Given request
Report every line of the records below that contains the word "mountain". Case counts.

(Entries for pointing and labeling)
** START **

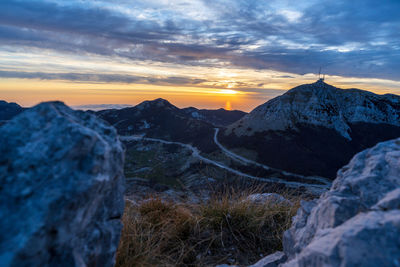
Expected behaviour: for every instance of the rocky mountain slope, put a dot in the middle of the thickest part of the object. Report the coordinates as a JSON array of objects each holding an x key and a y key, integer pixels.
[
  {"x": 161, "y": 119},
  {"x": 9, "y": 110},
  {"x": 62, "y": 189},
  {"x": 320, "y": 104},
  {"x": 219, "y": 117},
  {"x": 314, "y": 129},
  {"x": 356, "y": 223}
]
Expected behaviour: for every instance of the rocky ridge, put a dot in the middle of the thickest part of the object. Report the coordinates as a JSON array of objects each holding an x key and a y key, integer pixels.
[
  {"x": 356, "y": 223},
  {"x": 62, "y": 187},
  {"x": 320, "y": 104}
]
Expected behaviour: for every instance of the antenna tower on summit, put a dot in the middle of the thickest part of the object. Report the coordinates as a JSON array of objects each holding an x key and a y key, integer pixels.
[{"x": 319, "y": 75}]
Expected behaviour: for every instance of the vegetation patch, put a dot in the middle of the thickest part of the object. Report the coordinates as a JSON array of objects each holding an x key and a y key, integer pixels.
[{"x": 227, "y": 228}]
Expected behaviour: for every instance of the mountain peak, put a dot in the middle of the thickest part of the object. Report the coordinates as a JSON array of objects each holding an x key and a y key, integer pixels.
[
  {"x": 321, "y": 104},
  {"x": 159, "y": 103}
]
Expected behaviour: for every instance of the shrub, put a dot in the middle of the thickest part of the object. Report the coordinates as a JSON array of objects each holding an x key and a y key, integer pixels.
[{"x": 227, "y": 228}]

** END **
** START **

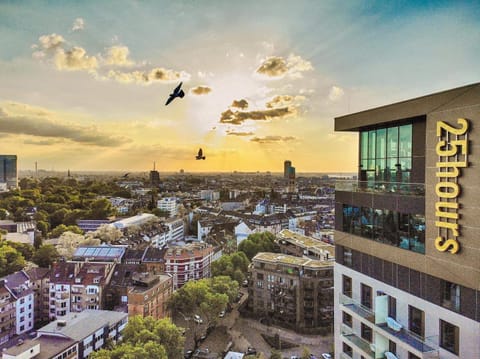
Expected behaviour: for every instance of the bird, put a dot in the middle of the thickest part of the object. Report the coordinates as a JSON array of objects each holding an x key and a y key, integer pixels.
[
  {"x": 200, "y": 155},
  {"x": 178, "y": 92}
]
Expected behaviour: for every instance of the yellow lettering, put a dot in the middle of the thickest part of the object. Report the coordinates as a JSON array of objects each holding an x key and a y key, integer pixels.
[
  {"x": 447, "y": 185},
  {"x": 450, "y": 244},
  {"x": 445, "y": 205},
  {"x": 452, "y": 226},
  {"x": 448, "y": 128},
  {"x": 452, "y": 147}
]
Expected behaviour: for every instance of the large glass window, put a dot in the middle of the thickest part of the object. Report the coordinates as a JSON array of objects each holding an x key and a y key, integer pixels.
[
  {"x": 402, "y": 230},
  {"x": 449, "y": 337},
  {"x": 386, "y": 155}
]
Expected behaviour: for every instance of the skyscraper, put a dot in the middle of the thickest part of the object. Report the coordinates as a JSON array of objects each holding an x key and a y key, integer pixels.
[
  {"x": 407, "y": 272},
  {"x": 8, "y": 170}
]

** END **

Written reply
Expected behaviour: for every instance of the rocky mountain slope, put a dot in the middle of the thickest part of the object. Report the coordinates as a JSON array of objects each holding an x key and a y key, integer pixels.
Expected behaviour: for every instance of the mountain peak, put a dot in the middle of the thickest part of the object. Report the coordinates as a JSON array of objects each holding an x key and a y key, integer pixels.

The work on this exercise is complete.